■ **Yapılacak İşler**
**A.** Aşağıdaki (i), (ii) ve (iii) ifadelerinin metinle uyuşup uyuşmadığını söyle. Her biri için evet ya da hayır de ve metinden karar veren sözleri harfi harfine alıntıla.
(i) Yazara göre Türkiye'nin asıl sağlık sorunu demokrasidir.
(ii) Yazar seçimi sakin bir ortamda izlemiştir.
(iii) Yazar, sağlık sisteminin tam anlamıyla düzeldiğini söyler.
**B.** Metne göre yazar Seçim 2015'i neden acil servisten takip etmek zorunda kaldı? Bir ile üç cümle arasında açıkla.
**C.** Metinde içinde "Gerçekten de hasta" geçen sözlerle açılıp "2015’in galibi kim?" ile kapanan bölümü olduğu gibi yinele.

Gerçekten de hasta sayısıyla orantısız yol alan sağlık sistemi tam anlamıyla sağlığına kavuşamamış olsa bile… Haberlerdeki tek yanlı aktarımlarla, sağlıktan sorumlu kişiler hep ve tek sorumluymuş gibi gösterilse dahi… Türkiye’nin asıl sağlık sorunu, ‘demokrasi’… Bu sağlık problemi, haksız rekabet hastalığının ateşi ve tansiyonu yükseltmesine karşın, bir nebze şifa buldu diyebiliriz. Bundan sonrası, hastalığın nüksetmemesi için harcanacak çabaya bağlı.
Peki, babamdan dolayı acil servisin can derdiyle yüklü atmosferinden takip etmek zorunda kaldığım ve Türkiye’nin sağlık sorununa ön müdahale olup bana, hüzünle karışık sevinci yaşatan Seçim 2015’in galibi kim?

Etiketli nokta kayıtları
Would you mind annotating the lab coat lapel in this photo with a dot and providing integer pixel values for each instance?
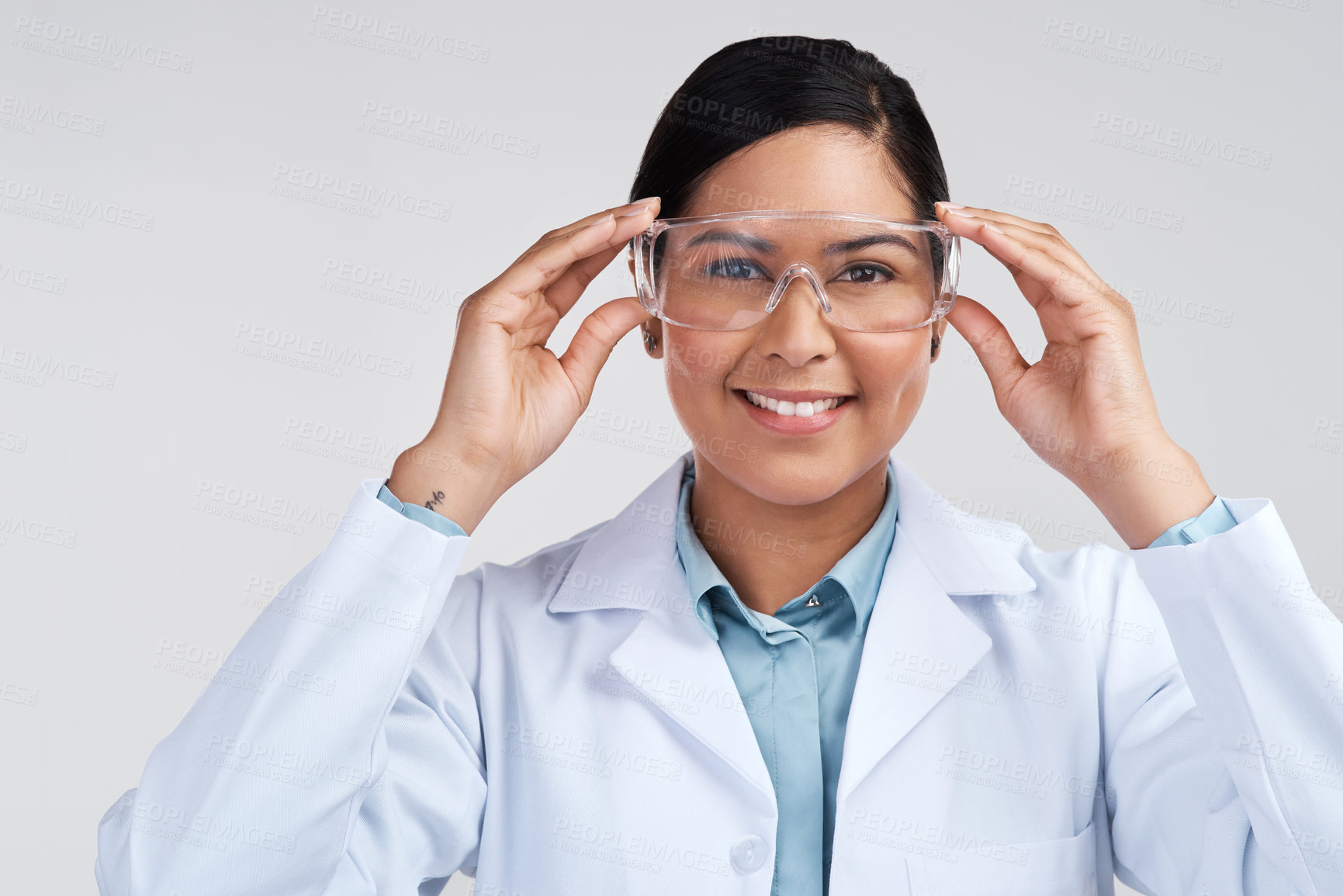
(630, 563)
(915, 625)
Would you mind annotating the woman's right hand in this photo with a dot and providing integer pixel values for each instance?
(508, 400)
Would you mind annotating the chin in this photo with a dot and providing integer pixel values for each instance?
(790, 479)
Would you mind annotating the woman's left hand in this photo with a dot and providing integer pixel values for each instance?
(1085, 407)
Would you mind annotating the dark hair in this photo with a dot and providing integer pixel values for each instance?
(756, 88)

■ **Görev Cevapları**
**A.**
(i) Evet: "Türkiye’nin asıl sağlık sorunu, ‘demokrasi’…"
(ii) Hayır: "babamdan dolayı acil servisin can derdiyle yüklü atmosferinden takip etmek zorunda kaldığım"
(iii) Hayır: "tam anlamıyla sağlığına kavuşamamış olsa bile"

**B.** Yazar, babası yüzünden acil serviste bulunuyordu. Bu yüzden seçimi acil servisin can derdiyle yüklü ortamından takip etmek zorunda kaldı.

**C.**
Gerçekten de hasta sayısıyla orantısız yol alan sağlık sistemi tam anlamıyla sağlığına kavuşamamış olsa bile… Haberlerdeki tek yanlı aktarımlarla, sağlıktan sorumlu kişiler hep ve tek sorumluymuş gibi gösterilse dahi… Türkiye’nin asıl sağlık sorunu, ‘demokrasi’… Bu sağlık problemi, haksız rekabet hastalığının ateşi ve tansiyonu yükseltmesine karşın, bir nebze şifa buldu diyebiliriz. Bundan sonrası, hastalığın nüksetmemesi için harcanacak çabaya bağlı.
Peki, babamdan dolayı acil servisin can derdiyle yüklü atmosferinden takip etmek zorunda kaldığım ve Türkiye’nin sağlık sorununa ön müdahale olup bana, hüzünle karışık sevinci yaşatan Seçim 2015’in galibi kim?